#### [Exercise details]
The records below must be output exactly, without pictures.

● ● ● ● ●

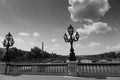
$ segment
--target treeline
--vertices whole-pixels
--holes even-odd
[[[110,51],[110,52],[105,52],[102,54],[97,54],[97,55],[87,55],[87,56],[82,56],[79,57],[79,60],[81,59],[89,59],[94,62],[99,61],[99,60],[108,60],[111,61],[113,59],[120,59],[120,51]]]
[[[5,52],[6,49],[0,48],[0,61],[4,58]],[[8,56],[11,62],[50,62],[56,59],[63,59],[61,55],[42,51],[38,47],[31,48],[30,51],[24,51],[13,47],[9,49]]]

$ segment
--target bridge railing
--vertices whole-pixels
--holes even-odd
[[[77,67],[79,76],[120,76],[119,63],[84,63],[78,64]]]
[[[74,66],[75,65],[75,66]],[[1,67],[3,66],[3,67]],[[4,73],[5,64],[0,66]],[[119,76],[120,63],[10,63],[10,75],[71,75],[71,76]]]
[[[14,63],[9,64],[8,74],[50,74],[67,75],[67,64],[39,64],[39,63]]]

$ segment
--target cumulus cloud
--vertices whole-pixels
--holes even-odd
[[[37,32],[34,32],[34,33],[33,33],[33,36],[34,36],[34,37],[38,37],[38,36],[40,36],[40,34],[37,33]]]
[[[93,24],[83,25],[84,28],[78,28],[77,31],[80,34],[91,34],[91,33],[106,33],[108,31],[111,31],[112,28],[107,24],[103,22],[95,22]]]
[[[19,35],[20,35],[20,36],[30,36],[29,33],[24,33],[24,32],[20,32]]]
[[[110,9],[108,0],[69,0],[68,10],[75,22],[93,22]]]
[[[25,41],[22,38],[15,38],[15,43],[24,43]]]
[[[88,47],[90,48],[94,48],[96,46],[100,46],[101,44],[100,43],[97,43],[97,42],[90,42],[90,44],[88,45]]]
[[[106,46],[106,50],[110,50],[110,51],[119,50],[119,49],[120,49],[120,43],[115,46]]]

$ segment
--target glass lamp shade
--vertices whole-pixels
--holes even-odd
[[[70,35],[73,35],[73,33],[74,33],[74,28],[72,27],[72,25],[70,25],[70,27],[68,27],[68,33],[69,33]]]
[[[79,36],[79,33],[78,33],[78,32],[76,32],[75,37],[76,37],[77,40],[79,39],[80,36]]]
[[[68,39],[67,34],[64,35],[64,40],[66,41]]]
[[[5,37],[6,37],[6,39],[7,39],[8,41],[10,41],[10,40],[13,38],[10,33],[8,33]]]
[[[3,41],[3,46],[5,47],[7,45],[6,39]]]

● ● ● ● ●

#### [Final result]
$ segment
--target treeline
--vertices whole-pixels
--holes even-odd
[[[110,51],[110,52],[105,52],[102,54],[97,54],[97,55],[87,55],[87,56],[82,56],[79,57],[79,60],[81,59],[89,59],[94,62],[99,61],[99,60],[108,60],[111,61],[113,59],[120,59],[120,51]]]
[[[5,52],[6,49],[0,48],[0,61],[4,58]],[[8,56],[11,62],[50,62],[56,59],[63,59],[61,55],[42,51],[38,47],[31,48],[30,51],[24,51],[13,47],[9,49]]]

$ segment
--target bridge railing
--vertices whole-pixels
--holes even-odd
[[[77,67],[79,76],[120,76],[119,63],[84,63],[78,64]]]
[[[74,66],[75,65],[75,66]],[[1,67],[3,66],[3,67]],[[4,73],[5,64],[0,66]],[[119,76],[120,63],[10,63],[10,75],[71,75],[71,76]]]
[[[14,63],[9,64],[8,74],[50,74],[67,75],[67,64],[39,64],[39,63]]]

$ segment
--target cumulus cloud
--vertices whole-pixels
--holes even-odd
[[[37,32],[34,32],[34,33],[33,33],[33,36],[34,36],[34,37],[38,37],[38,36],[40,36],[40,34],[37,33]]]
[[[93,24],[83,25],[84,28],[78,28],[77,31],[80,34],[91,34],[91,33],[106,33],[108,31],[111,31],[112,28],[107,24],[103,22],[95,22]]]
[[[19,35],[20,35],[20,36],[30,36],[29,33],[24,33],[24,32],[20,32]]]
[[[110,9],[108,0],[69,0],[68,10],[75,22],[93,22]]]
[[[25,41],[22,38],[15,38],[15,43],[24,43]]]
[[[88,47],[90,48],[94,48],[96,46],[100,46],[101,44],[100,43],[97,43],[97,42],[90,42],[90,44],[88,45]]]
[[[106,46],[106,50],[110,50],[110,51],[119,50],[119,49],[120,49],[120,43],[115,46]]]

$ segment
--target glass lamp shade
--vertices whole-pixels
--holes even-odd
[[[70,35],[73,35],[73,33],[74,33],[74,28],[72,27],[72,25],[70,25],[70,27],[68,27],[68,33],[69,33]]]
[[[79,36],[79,33],[78,33],[78,32],[76,32],[75,37],[76,37],[77,40],[79,39],[80,36]]]
[[[68,39],[67,34],[64,35],[64,40],[66,41]]]
[[[5,37],[6,37],[6,39],[7,39],[8,41],[10,41],[10,40],[13,38],[10,33],[8,33]]]
[[[3,41],[3,46],[5,47],[7,45],[6,39]]]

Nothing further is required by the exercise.